* _What you should do_: Could you set down every record below exactly as it appears?

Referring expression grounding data
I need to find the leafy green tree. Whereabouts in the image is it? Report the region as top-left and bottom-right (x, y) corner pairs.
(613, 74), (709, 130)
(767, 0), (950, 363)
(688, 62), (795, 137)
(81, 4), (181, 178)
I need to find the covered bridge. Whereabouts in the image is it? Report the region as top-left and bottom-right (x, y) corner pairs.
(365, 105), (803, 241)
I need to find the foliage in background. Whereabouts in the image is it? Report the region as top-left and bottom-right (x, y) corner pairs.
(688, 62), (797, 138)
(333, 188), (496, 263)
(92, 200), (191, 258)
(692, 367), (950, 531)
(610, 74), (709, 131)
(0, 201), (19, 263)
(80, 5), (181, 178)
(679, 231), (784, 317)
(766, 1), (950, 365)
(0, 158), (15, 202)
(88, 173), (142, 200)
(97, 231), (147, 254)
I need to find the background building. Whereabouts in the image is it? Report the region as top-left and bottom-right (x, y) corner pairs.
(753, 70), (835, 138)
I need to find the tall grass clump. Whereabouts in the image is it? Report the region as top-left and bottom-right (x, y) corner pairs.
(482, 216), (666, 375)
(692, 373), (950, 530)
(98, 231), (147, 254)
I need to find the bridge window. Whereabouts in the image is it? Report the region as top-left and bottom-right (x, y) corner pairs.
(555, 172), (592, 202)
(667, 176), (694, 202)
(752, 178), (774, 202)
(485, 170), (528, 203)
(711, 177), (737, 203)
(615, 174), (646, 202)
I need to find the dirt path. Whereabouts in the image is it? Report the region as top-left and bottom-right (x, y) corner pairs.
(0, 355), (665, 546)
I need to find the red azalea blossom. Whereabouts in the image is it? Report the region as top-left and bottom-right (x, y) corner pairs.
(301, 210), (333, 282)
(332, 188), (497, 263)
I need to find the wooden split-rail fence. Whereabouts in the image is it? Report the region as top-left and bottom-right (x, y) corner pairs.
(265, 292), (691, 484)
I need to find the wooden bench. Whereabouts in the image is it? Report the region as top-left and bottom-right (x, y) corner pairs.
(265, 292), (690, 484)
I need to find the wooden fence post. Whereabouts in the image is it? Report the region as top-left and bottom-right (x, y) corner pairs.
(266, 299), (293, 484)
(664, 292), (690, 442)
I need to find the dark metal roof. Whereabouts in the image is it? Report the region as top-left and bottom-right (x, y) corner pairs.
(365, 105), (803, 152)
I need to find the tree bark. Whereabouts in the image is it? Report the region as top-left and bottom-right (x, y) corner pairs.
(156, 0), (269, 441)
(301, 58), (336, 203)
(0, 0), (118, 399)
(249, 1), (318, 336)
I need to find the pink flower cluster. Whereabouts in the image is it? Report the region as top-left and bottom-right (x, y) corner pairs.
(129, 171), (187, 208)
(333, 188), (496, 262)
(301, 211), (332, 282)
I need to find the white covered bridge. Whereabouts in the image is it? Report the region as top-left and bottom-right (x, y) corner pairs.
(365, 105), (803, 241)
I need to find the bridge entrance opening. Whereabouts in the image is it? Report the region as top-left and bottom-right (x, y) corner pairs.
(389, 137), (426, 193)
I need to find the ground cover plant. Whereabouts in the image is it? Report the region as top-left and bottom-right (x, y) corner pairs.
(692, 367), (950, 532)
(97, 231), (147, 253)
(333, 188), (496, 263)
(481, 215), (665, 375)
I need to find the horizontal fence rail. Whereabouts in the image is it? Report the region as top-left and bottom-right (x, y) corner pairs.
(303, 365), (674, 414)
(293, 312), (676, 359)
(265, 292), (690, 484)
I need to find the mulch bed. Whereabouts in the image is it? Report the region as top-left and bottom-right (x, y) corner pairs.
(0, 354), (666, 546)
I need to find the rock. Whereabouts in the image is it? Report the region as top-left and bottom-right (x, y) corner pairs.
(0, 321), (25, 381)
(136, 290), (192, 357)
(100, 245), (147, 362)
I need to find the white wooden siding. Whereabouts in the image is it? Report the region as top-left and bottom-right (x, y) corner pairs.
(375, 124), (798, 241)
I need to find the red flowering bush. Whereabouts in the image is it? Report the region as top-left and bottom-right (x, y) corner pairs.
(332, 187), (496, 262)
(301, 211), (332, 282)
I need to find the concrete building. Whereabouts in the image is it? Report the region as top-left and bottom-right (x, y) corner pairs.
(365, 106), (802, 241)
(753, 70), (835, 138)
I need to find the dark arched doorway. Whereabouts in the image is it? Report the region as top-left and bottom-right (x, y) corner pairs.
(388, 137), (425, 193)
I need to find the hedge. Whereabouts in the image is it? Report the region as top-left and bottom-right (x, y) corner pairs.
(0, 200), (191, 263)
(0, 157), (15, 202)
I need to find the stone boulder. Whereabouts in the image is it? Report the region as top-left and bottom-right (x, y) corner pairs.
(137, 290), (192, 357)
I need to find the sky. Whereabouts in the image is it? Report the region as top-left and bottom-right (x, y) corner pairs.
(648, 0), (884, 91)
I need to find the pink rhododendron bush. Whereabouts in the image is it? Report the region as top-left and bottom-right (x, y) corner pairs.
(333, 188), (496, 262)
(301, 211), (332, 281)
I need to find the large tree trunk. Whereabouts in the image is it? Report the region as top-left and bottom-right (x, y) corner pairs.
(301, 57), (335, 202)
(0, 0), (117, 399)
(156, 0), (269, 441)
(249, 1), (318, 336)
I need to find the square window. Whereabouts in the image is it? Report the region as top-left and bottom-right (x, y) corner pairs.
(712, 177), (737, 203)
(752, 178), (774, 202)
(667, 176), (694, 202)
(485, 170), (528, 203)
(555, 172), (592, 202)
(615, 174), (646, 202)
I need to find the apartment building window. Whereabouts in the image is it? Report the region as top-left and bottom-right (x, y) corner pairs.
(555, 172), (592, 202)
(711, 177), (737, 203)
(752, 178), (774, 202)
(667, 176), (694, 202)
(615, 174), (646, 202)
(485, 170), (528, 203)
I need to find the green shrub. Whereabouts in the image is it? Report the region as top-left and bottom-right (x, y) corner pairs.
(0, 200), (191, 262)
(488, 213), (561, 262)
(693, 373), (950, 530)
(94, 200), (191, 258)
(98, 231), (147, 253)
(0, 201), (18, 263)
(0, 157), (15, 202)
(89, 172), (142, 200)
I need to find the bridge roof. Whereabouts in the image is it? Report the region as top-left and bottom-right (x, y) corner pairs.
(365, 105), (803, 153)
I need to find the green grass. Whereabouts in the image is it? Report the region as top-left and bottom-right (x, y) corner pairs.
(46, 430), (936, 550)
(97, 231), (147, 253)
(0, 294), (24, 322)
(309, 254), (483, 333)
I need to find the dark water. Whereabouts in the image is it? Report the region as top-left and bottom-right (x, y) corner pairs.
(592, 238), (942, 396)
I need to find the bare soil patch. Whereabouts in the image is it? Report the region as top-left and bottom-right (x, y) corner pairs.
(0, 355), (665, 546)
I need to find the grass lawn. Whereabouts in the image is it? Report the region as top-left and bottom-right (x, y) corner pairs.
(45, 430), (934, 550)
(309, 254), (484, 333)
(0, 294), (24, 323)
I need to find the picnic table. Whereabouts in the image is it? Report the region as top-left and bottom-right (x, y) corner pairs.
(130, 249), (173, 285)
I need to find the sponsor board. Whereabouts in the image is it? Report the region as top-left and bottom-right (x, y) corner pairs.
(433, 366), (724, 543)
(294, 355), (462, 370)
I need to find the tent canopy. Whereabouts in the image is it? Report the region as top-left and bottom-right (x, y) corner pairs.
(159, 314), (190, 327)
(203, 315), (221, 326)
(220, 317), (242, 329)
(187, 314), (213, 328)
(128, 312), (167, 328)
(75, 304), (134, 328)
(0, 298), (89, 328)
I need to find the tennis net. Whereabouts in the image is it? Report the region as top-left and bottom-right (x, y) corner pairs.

* _Answer area_:
I need to find the leafy green tree. Whereabouts in the image is it? Report the region as top-left and bottom-right (x, y) corner pairs.
(613, 74), (709, 130)
(767, 0), (950, 363)
(688, 62), (795, 137)
(81, 4), (181, 178)
I need to find the covered bridge. Whereabouts in the image is it? Report the region as top-left and bottom-right (x, y) corner pairs.
(365, 105), (803, 241)
I need to find the foliage in background. Whereabouts in the image is it? Report the region as top-left and bottom-right (x, y) corner pairs.
(688, 62), (797, 138)
(333, 188), (496, 263)
(92, 200), (191, 258)
(692, 367), (950, 531)
(610, 74), (709, 131)
(0, 201), (19, 263)
(80, 5), (181, 178)
(679, 231), (784, 317)
(766, 1), (950, 365)
(0, 158), (15, 202)
(88, 173), (142, 200)
(97, 231), (147, 254)
I need to find the background building. Whereabouts in the image is it? Report the region as top-left and bottom-right (x, y) corner pairs.
(753, 70), (835, 138)
I need to find the tall grass clump. Whereabouts in the image is it? Report the region as top-left and bottom-right (x, y) corner pairs.
(482, 216), (666, 375)
(692, 373), (950, 530)
(98, 231), (147, 254)
I need to find the bridge window. Whereabouts in the image is it? Report the region as top-left and bottom-right (x, y) corner pairs.
(555, 172), (592, 202)
(667, 176), (694, 202)
(752, 178), (774, 202)
(485, 170), (528, 203)
(711, 177), (737, 203)
(615, 174), (646, 202)
I need to find the dirt path. Whereabouts in the image is it? Report the region as top-left and bottom-right (x, y) corner pairs.
(0, 355), (665, 546)
I need to find the red azalea blossom. Whereabouts in the image is it? Report the region as top-left and bottom-right (x, y) corner pairs.
(301, 210), (333, 282)
(332, 188), (497, 263)
I need to find the wooden split-rail fence. Whereabouts in the image is it? Report the region as top-left and bottom-right (x, y) corner pairs.
(265, 292), (691, 484)
I need to find the wooden bench. Whereabouts in the image is it? Report the region as top-left and bottom-right (x, y) corner pairs.
(265, 292), (690, 484)
I need to find the wooden fence post. Whereabouts in the image is it? Report the region as top-left and bottom-right (x, y) corner pairs.
(266, 299), (293, 484)
(664, 292), (690, 442)
I need to find the dark metal roof. Whereabouts in the image is it? Report the region as top-left and bottom-right (x, y) corner pairs.
(365, 105), (803, 152)
I need to find the tree bark. Whereabouts in the image is it? Report the region as top-left and bottom-right (x, y) corner pairs.
(156, 0), (269, 441)
(301, 58), (336, 203)
(0, 0), (118, 399)
(249, 1), (318, 336)
I need to find the pink flower cluster. Whereabouts in the image is it? Report the region as top-left and bottom-right (x, y) corner pairs.
(129, 171), (187, 208)
(333, 188), (496, 262)
(301, 211), (332, 282)
I need to find the white covered bridge. Whereabouts in the image is it? Report the region as top-left and bottom-right (x, y) corner pairs.
(365, 105), (803, 241)
I need to find the bridge entrance opening. Whereabouts in the image is it? Report the region as top-left and bottom-right (x, y) corner pairs.
(389, 137), (426, 193)
I need to find the ground cover plant. Whereabouts in the image is it? Report the region as top-left and bottom-right (x, y) corner pairs.
(692, 367), (950, 532)
(97, 231), (147, 253)
(333, 188), (496, 263)
(481, 215), (665, 375)
I need to find the horizontal fence rail. Whereabouts in the image is it? Report the region as top-left and bottom-right (x, y) corner pairs.
(303, 365), (674, 414)
(293, 312), (676, 359)
(265, 292), (690, 484)
I need to find the mulch bed. Whereabouts in the image is it? Report the region as top-left and bottom-right (x, y) corner pairs.
(0, 354), (666, 546)
I need to find the rock. Whereabouts in the image is it? Report the region as top-left and bottom-right (x, y) corner pairs.
(0, 321), (25, 381)
(136, 290), (192, 357)
(100, 245), (147, 362)
I need to find the white wooden siding. Whereabouts in the image is it? Report the region as top-left and bottom-right (x, y) corner pairs.
(375, 124), (798, 241)
I need to find the red flowering bush. Whereabouts in the image is it? Report the region as top-left and bottom-right (x, y) corner pairs.
(332, 187), (496, 262)
(301, 211), (332, 282)
I need to find the concrete building. Whereabouts in the image is it? Report the region as top-left and bottom-right (x, y) corner pairs.
(365, 106), (802, 241)
(753, 70), (835, 138)
I need to find the dark arched doorway. Whereabouts in the image is it? Report the region as top-left and bottom-right (x, y) corner pairs.
(388, 137), (425, 193)
I need to find the hedge. Whereabouts in the image is it? Report the region as top-left and bottom-right (x, y) corner pairs.
(0, 200), (191, 263)
(0, 157), (15, 202)
I need to find the stone boulder. Whereabouts in the image is it? Report the region as top-left and bottom-right (x, y) corner pairs.
(137, 290), (192, 357)
I need to find the sky. Whereabouts in the image is it? Report the region as top-left and bottom-right (x, y) corner pairs.
(648, 0), (884, 91)
I need to find the pink rhododendron bush. Whereabouts in the image is it? Report the region as top-left and bottom-right (x, y) corner pairs.
(333, 188), (496, 262)
(301, 211), (332, 281)
I need to find the large tree trunk. Whereabouts in the image is it? Report the region as top-left and bottom-right (x, y) corner pairs.
(301, 57), (335, 202)
(0, 0), (117, 399)
(156, 0), (269, 441)
(249, 1), (318, 336)
I need to find the square window. Whereabouts in the image is it? Report the region as top-left and bottom-right (x, y) corner pairs.
(712, 177), (737, 203)
(752, 178), (774, 202)
(667, 176), (694, 202)
(485, 170), (528, 203)
(555, 172), (592, 202)
(615, 174), (646, 202)
I need to find the apartment building window. Whereabouts in the image is it? Report the region as top-left and bottom-right (x, y) corner pairs.
(555, 172), (592, 202)
(711, 177), (737, 203)
(752, 178), (774, 202)
(667, 176), (694, 202)
(615, 174), (646, 202)
(485, 170), (528, 203)
I need to find the green shrub. Whereabouts in the image is it? Report the region as top-left and bottom-right (x, y) corner pairs.
(0, 200), (191, 262)
(488, 213), (561, 262)
(693, 373), (950, 530)
(94, 200), (191, 258)
(98, 231), (147, 253)
(0, 201), (18, 263)
(0, 157), (15, 202)
(89, 172), (142, 200)
I need to find the bridge roof. Whereabouts in the image is it? Report the region as top-left and bottom-right (x, y) corner pairs.
(365, 105), (803, 153)
I need to find the green grass. Whereabouts in the image is it? Report the region as top-left and bottom-right (x, y) corner pairs.
(46, 430), (936, 550)
(97, 231), (147, 253)
(0, 294), (24, 322)
(309, 254), (483, 333)
I need to find the dark water. Whereabouts in the image is it? Report the region as top-left and bottom-right (x, y) corner pairs.
(592, 238), (942, 396)
I need to find the bare soil patch. Whereabouts in the image is it? Report the region as top-left and bottom-right (x, y) corner pairs.
(0, 355), (665, 546)
I need to find the grass lawn. Whereabouts in the image is it? Report the region as top-left and bottom-right (x, y) corner pairs.
(45, 430), (934, 550)
(309, 254), (484, 333)
(0, 294), (24, 323)
I need to find the picnic table. Whereabouts in the image is it? Report the region as top-left and bottom-right (x, y) corner pairs.
(130, 249), (173, 285)
I need to find the sponsor board. Whereabouts in the image is it? Report the region as top-left and bottom-right (x, y) corner pairs.
(433, 366), (724, 543)
(294, 355), (462, 370)
I need to find the tent canopy. Whereabouts in the image is it? Report the region as top-left and bottom-right (x, y) corner pairs.
(159, 314), (190, 327)
(203, 315), (221, 326)
(220, 317), (242, 329)
(187, 314), (213, 328)
(128, 312), (167, 328)
(75, 304), (134, 328)
(0, 298), (89, 328)
I need to find the tennis net. Whereabouts in the image is it? Report the region as top-left and bottom-right (x, y) corner pairs.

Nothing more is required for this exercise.